**Written request**
Please edit the part of the entries that opens with the line containing "Can you find the wheel" and runs to the end of the entries, replacing "pixel coordinates" with "x, y coordinates" and leaving everything else unchanged.

**Position annotation entries**
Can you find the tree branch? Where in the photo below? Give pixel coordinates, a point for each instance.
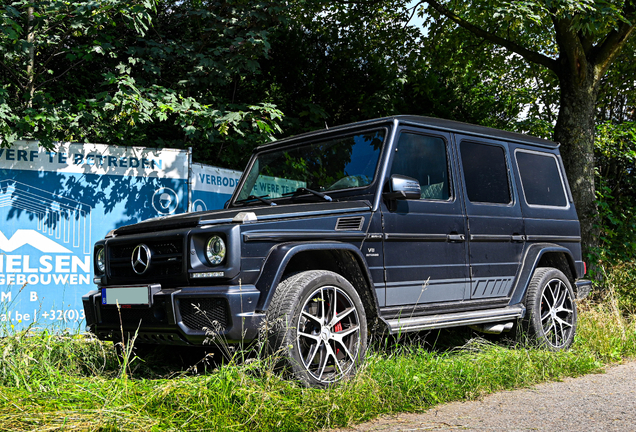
(60, 75)
(13, 75)
(571, 49)
(527, 54)
(605, 52)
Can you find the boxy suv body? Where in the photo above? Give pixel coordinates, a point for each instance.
(406, 223)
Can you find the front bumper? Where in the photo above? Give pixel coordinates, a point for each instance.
(181, 316)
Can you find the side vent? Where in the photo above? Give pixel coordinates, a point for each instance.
(350, 224)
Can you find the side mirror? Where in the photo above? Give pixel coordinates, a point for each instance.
(403, 187)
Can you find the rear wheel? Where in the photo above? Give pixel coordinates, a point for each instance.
(317, 323)
(551, 310)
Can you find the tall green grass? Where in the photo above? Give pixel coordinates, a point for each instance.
(56, 381)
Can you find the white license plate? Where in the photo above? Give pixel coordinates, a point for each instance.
(126, 295)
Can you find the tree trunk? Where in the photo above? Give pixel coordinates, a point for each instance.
(574, 130)
(31, 63)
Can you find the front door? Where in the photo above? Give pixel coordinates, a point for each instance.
(495, 223)
(425, 252)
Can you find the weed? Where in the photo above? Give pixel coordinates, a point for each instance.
(64, 381)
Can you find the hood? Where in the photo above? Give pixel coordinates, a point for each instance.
(262, 213)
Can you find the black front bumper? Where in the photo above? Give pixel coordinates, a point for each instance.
(181, 316)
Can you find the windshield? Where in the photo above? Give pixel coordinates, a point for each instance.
(340, 163)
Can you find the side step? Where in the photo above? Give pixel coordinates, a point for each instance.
(406, 324)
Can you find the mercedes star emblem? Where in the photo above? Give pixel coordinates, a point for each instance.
(140, 259)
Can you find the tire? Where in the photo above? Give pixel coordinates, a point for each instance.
(302, 327)
(550, 309)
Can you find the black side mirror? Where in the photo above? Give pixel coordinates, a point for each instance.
(403, 187)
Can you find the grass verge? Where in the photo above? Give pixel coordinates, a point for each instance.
(50, 382)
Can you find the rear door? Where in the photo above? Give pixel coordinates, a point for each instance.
(425, 254)
(495, 224)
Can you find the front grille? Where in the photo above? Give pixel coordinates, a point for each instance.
(128, 316)
(167, 258)
(204, 314)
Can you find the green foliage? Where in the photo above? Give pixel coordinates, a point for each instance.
(616, 191)
(137, 73)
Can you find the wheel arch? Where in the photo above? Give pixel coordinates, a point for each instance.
(543, 255)
(341, 258)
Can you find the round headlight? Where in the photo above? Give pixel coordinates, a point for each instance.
(215, 250)
(99, 259)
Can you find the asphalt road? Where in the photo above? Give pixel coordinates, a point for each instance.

**Output of the exercise**
Can you find the wheel arch? Where in the photo above? Give x, y coordinates, a point for each instance.
(543, 255)
(341, 258)
Can you find the round headlight? Where in the photo above? Give x, y coordinates, a point for each instance.
(215, 250)
(99, 259)
Can you find the asphalt road? Where in the photo above? Give x, y coordinates, a point for each instance.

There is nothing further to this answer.